══ Makale

GÜNÜMÜZDE de
mevcudiyetini koruyan bir tarikattan, Nusayrilikten söz edeceğiz bu yazımızda. Gulât-ı
Şia/İmamiye'den olduğu bilinen Nusayrilik, Suriye’nin Akdeniz sahillerindeki
dağlarda yaşamlarını sürdüren bir grup insanın inancının adıdır. Tarihçiler bu
ekolün İsmailî Batınyanlığı, Dürzî inancı, Hıristiyanlık dini ve Suriye'nin
yerel düşüncelerinden müteşekkil karma bir Ezoteryan tarikat olduğunu
söylemekteler.
Ancak Nusayri bağlıları,
kendilerinin Ehl-i Beyt inancından olduğu iddiasında sabitler. Bu sebeple “Arap
Alevîliği” adını da alan Nusayrilik, ancak Anadolu Alevîliği ya da Kızılbaşlık
ile “İran Alevîliği” diyebileceğimiz İmamiye/Caferiyye Şiiliğinden farklı bir
ekol olarak karşımıza çıkmakta. Meselâ Anadolu Alevîliğinin temel inancını
teşkil eden “cem” ve “semah” uygulamaları Nusayrilikte yer tutmamakta. Bunun
gibi, mevzubahis inancın Şia’dan farkı ise On İki İmam hususundadır. İmamların
sonuncusu olan Muhammed Mehdi'nin bu tarikattaki yeri On İkicilere göre oldukça
belirsizdir.
Nusayri inancının kurucusu,
"Şeyh Bayrak" namıyla bilinen Hüseyin Hasibi adlı bir “Suri Iraklı”dır.

════

◆ Görev Tanımı ◆
Nusayrilik makalesinde "GÜNÜMÜZDE de" ifadesinden "söylemekteler." ifadesine kadar olan bölümü, bu son ifade de dâhil, kelimesi kelimesine aktarın.

══ Ham Veri

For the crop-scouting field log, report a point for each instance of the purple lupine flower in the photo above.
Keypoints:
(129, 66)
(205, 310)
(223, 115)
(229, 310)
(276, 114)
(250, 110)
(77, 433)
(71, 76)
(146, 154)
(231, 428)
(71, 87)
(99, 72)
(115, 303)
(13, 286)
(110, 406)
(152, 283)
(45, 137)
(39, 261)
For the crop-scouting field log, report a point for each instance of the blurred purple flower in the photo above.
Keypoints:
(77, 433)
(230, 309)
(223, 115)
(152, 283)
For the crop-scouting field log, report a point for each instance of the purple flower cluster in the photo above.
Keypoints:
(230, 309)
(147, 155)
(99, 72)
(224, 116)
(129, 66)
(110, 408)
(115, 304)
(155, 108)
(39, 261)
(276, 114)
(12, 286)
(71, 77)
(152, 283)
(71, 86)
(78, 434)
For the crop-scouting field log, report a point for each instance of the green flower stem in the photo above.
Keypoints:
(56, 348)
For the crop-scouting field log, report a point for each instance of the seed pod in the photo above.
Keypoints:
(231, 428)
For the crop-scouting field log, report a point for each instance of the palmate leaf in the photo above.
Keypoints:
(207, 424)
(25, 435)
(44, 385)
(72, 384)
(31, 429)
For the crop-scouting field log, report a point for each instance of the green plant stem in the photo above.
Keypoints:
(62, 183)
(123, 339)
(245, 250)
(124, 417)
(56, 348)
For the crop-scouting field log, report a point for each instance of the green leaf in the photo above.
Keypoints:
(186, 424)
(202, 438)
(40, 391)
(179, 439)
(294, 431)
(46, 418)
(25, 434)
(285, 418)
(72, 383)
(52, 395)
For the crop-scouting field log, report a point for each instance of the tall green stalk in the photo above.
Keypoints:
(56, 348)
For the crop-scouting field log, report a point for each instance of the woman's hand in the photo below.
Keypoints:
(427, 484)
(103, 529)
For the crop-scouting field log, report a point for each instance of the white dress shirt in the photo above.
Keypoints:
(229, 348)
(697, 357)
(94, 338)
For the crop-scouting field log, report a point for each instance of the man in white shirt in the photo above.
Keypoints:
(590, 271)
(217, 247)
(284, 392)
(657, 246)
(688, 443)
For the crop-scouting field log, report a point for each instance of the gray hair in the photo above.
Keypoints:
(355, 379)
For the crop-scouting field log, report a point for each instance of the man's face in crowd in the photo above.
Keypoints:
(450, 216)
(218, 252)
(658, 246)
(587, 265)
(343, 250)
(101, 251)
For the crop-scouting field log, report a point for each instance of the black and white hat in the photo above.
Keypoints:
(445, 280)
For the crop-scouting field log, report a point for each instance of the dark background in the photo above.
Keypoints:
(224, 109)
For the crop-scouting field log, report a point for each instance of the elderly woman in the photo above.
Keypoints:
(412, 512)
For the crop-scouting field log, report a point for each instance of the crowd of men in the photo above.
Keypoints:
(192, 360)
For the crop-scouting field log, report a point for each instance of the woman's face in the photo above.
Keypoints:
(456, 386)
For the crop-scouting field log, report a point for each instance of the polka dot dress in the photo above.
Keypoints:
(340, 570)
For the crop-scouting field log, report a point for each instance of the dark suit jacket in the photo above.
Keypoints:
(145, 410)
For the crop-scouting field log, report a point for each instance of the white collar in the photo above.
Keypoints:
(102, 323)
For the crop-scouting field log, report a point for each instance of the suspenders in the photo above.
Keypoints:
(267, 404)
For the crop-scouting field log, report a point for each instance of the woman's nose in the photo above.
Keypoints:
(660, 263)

════

◆ Görev Yanıtı ◆
GÜNÜMÜZDE de
mevcudiyetini koruyan bir tarikattan, Nusayrilikten söz edeceğiz bu yazımızda. Gulât-ı
Şia/İmamiye'den olduğu bilinen Nusayrilik, Suriye’nin Akdeniz sahillerindeki
dağlarda yaşamlarını sürdüren bir grup insanın inancının adıdır. Tarihçiler bu
ekolün İsmailî Batınyanlığı, Dürzî inancı, Hıristiyanlık dini ve Suriye'nin
yerel düşüncelerinden müteşekkil karma bir Ezoteryan tarikat olduğunu
söylemekteler.